── DATA SUPPLIED ──

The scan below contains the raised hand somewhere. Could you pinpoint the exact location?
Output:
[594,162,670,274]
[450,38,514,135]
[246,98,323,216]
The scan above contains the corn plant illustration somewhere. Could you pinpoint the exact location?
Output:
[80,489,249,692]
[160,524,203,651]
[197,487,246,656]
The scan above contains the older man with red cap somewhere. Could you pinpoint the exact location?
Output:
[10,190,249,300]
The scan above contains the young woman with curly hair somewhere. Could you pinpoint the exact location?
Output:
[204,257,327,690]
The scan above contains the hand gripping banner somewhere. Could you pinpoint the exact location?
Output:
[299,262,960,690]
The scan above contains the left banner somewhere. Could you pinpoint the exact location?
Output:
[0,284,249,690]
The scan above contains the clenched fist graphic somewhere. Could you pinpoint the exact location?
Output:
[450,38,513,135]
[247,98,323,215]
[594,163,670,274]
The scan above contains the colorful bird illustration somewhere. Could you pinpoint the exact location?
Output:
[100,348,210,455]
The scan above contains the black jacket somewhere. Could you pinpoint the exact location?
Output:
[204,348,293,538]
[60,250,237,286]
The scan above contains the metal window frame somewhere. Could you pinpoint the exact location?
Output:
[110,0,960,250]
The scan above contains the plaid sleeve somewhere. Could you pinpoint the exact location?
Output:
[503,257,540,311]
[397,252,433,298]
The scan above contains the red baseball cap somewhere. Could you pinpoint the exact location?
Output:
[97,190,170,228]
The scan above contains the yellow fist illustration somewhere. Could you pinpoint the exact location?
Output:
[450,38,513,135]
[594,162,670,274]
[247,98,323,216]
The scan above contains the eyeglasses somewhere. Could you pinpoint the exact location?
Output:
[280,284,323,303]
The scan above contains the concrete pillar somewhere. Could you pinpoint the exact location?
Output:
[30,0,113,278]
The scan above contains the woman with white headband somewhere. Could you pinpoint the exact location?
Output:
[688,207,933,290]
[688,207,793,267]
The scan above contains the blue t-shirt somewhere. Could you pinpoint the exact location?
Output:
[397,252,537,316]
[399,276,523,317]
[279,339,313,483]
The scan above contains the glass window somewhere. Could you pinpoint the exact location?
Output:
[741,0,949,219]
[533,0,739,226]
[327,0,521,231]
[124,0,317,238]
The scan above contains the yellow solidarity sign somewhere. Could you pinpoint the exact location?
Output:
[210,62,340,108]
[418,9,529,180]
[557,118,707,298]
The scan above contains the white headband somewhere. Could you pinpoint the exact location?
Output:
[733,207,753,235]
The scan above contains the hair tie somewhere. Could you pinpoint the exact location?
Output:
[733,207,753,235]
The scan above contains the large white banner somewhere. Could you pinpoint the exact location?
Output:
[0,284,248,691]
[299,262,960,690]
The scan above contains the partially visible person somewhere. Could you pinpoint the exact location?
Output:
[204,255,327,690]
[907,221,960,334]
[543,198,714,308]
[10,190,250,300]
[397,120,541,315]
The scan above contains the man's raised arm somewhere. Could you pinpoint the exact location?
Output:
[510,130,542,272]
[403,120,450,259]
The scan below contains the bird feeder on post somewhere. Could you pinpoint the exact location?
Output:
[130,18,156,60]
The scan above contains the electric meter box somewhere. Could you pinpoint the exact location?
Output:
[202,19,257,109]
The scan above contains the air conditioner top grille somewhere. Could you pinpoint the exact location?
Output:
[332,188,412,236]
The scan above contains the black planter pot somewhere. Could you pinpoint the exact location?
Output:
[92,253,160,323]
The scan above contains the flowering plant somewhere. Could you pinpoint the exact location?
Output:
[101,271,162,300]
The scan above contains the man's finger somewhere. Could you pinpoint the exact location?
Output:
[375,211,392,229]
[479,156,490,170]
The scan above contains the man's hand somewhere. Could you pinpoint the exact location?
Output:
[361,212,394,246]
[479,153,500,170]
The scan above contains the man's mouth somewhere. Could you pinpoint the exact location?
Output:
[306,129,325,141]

───

## TASK REQUIREMENTS
Please print all of the records above again, word for word and unchanged.

## OUTPUT OF THE EXERCISE
The scan below contains the raised hand somewhere. Could you pinpoint the exact location?
Output:
[594,162,670,274]
[450,38,514,135]
[246,98,323,216]
The scan above contains the corn plant illustration somewhere. Could you pinpoint the exact location?
Output:
[80,489,249,692]
[160,524,203,651]
[197,487,246,656]
The scan above contains the older man with red cap somewhere. Could you pinpoint the exact location?
Output:
[10,190,249,300]
The scan above contains the young woman with curly hair somewhere. Could you pinpoint the exact location?
Output:
[204,257,327,690]
The scan above contains the hand gripping banner somewhere. Could you pinpoint the exact location?
Output:
[299,262,960,690]
The scan above contains the left banner somewhere. Could you pinpoint the exact location?
Output:
[0,284,249,690]
The scan above contains the clenched fist graphic somewhere. Could you pinpoint the exact location?
Output:
[450,38,513,135]
[247,98,323,215]
[594,163,670,274]
The scan above contains the colorful bird illustration somewhere. Could you pinpoint the exact location?
Output:
[100,348,210,455]
The scan above contains the black jacket somewhere. Could you pinpoint the exact location?
Output:
[204,348,293,538]
[60,250,237,286]
The scan above contains the metal window frame somewhere. Could you pinpoint the exact location?
Output:
[110,0,960,250]
The scan above contains the plaid sleeve somewhere. Could you pinpoint the exact location?
Output:
[503,257,540,311]
[397,252,433,298]
The scan above contains the red baseball cap somewhere. Could you pinpoint the exact location?
Output:
[97,190,170,228]
The scan above contains the yellow fist illustration somewhere. Could you pinpoint the exact location?
Output:
[450,38,513,135]
[594,162,670,274]
[247,98,323,216]
The scan above contains the eyeglasses somewhere. Could you pinpoint the exact location?
Output:
[280,284,323,303]
The scan above contains the concrete pillar somewhere. Could you pinpoint the exact location?
Output:
[30,0,113,278]
The scan above contains the woman with white headband somewhere. Could you pinpoint the exact location?
Output:
[688,207,933,290]
[688,207,793,267]
The scan above contains the blue t-shirt somewhere. Could you pinpoint the exact location?
Output:
[397,252,537,316]
[399,276,523,317]
[279,339,313,483]
The scan above contains the glass window somewhere. Could you pinpoint the exact location?
Output:
[741,0,949,219]
[533,0,739,226]
[327,0,521,231]
[124,0,317,238]
The scan above contains the yellow solidarity sign somewhere. Could you pinpoint the exact location?
Output:
[210,62,340,108]
[418,9,529,180]
[557,118,707,298]
The scan above contains the white headband somewhere. Could you pinpoint the exact location?
Output:
[733,207,753,235]
The scan above contains the hair tie somewhere. Could you pinpoint the exact location?
Output:
[733,207,753,235]
The scan above contains the large white banner somewhere. Could you pinpoint the exact location?
Output:
[0,284,248,691]
[299,262,960,690]
The scan above contains the partially visible person somewhere. Could you pinpoint the exact location?
Output:
[204,255,327,690]
[907,221,960,334]
[543,198,714,308]
[10,190,250,300]
[397,120,541,315]
The scan above contains the man's raised arm somewhere. Could you pinpoint the exact location?
Output:
[510,130,542,272]
[403,120,450,259]
The scan below contains the bird feeder on post somewhere. Could you pinpoint the exact location?
Output:
[130,18,156,60]
The scan above contains the electric meter box somewhere. Could you pinpoint the exact location?
Output:
[202,19,257,109]
The scan above contains the air conditioner top grille somewhere. Could you pinpoint the exact location?
Output:
[332,188,412,236]
The scan above contains the black planter pot somewhere. Could you pinpoint the exact location?
Output:
[92,253,160,323]
The scan above contains the flowering plant somewhere. Could you pinpoint the exact location?
Output:
[101,271,162,300]
The scan above contains the man's finger somewhere. Could you pinpoint the exact location?
Output:
[375,211,392,229]
[479,156,490,170]
The scan above contains the man's hand somewhere. Could you pinpoint the exact location?
Output:
[361,212,394,246]
[479,153,500,170]
The scan above contains the man's mouth somewhere. Could you pinpoint the exact location?
Output:
[306,129,325,141]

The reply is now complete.